> _WHAT TO WORK ON_
a: Answer these questions using the burst-pipe tax excerpt, one answer per line, marked as shown:
(i) What does the excerpt say a deductible is?
(ii) What dollar amount must first be subtracted from the unreimbursed loss?
(iii) What share of Adjusted Gross Income must then be subtracted?
b: Repeat the passage of the burst-pipe tax excerpt from "Can I claim" to "your tax return." word for word.
c: List, in order, each amount that the burst-pipe tax excerpt says is taken off the loss before the rest can be deducted.

> _DOCUMENT EXCERPT_
--------------------------------------------------

Can I claim the deduction of my insurance when a pipe burst in my house?

Do you mean the insurance deductible that you had to pay? The terminology is a little confusing here. A deductible is an amount that you have to pay before your insurance covers the damage. A deduction is an amount that is subtracted from the taxable income on your tax return.

If this happened in 2017 (or earlier), theoretically you could claim a tax deduction for a casualty loss, but there are a lot of limitations, so the deduction might not amount to anything. First of all, the loss that you can claim on your tax return is only the amount that was not reimbursed by insurance. So you could claim the amount of the insurance deductible. In calculating the deduction for a casualty loss, you first have to subtract $100 from the unreimbursed amount of the loss. Then you have to subtract 10% of your Adjusted Gross Income (AGI). What's left after those subtractions is the amount you can deduct.

--------------------------------------------------

> _SUPPLIED INFORMATION_
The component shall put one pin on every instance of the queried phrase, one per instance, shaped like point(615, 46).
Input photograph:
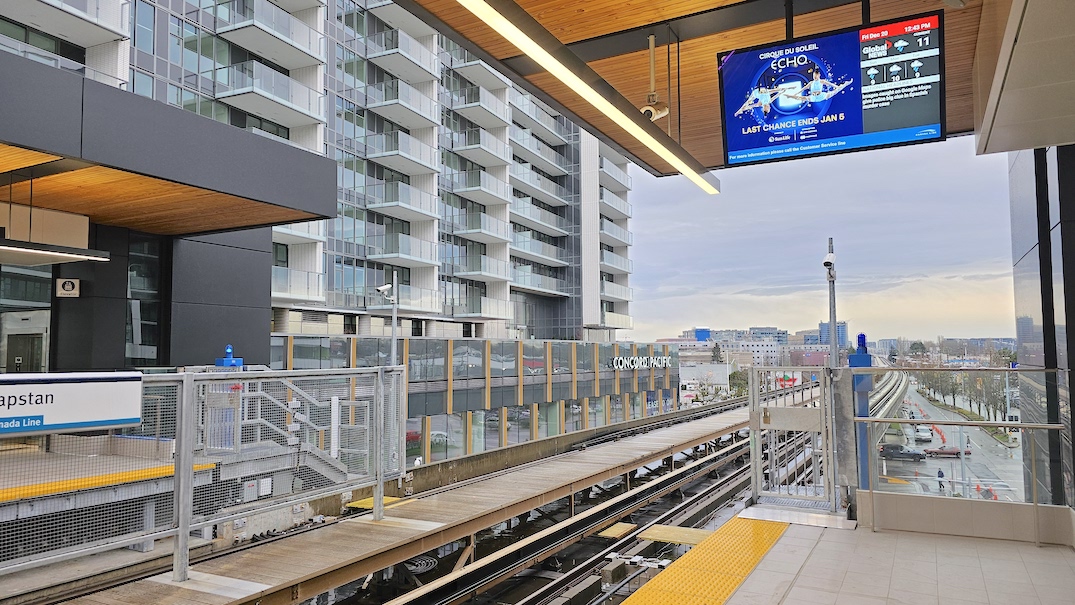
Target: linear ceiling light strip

--------------------------------------------------

> _ANSWERS PER TASK_
a:
(i) An amount that you have to pay before your insurance covers the damage.
(ii) $100.
(iii) 10%.

b:
Can I claim the deduction of my insurance when a pipe burst in my house?

Do you mean the insurance deductible that you had to pay? The terminology is a little confusing here. A deductible is an amount that you have to pay before your insurance covers the damage. A deduction is an amount that is subtracted from the taxable income on your tax return.

c:
1. The amount reimbursed by insurance
2. $100
3. 10% of Adjusted Gross Income (AGI)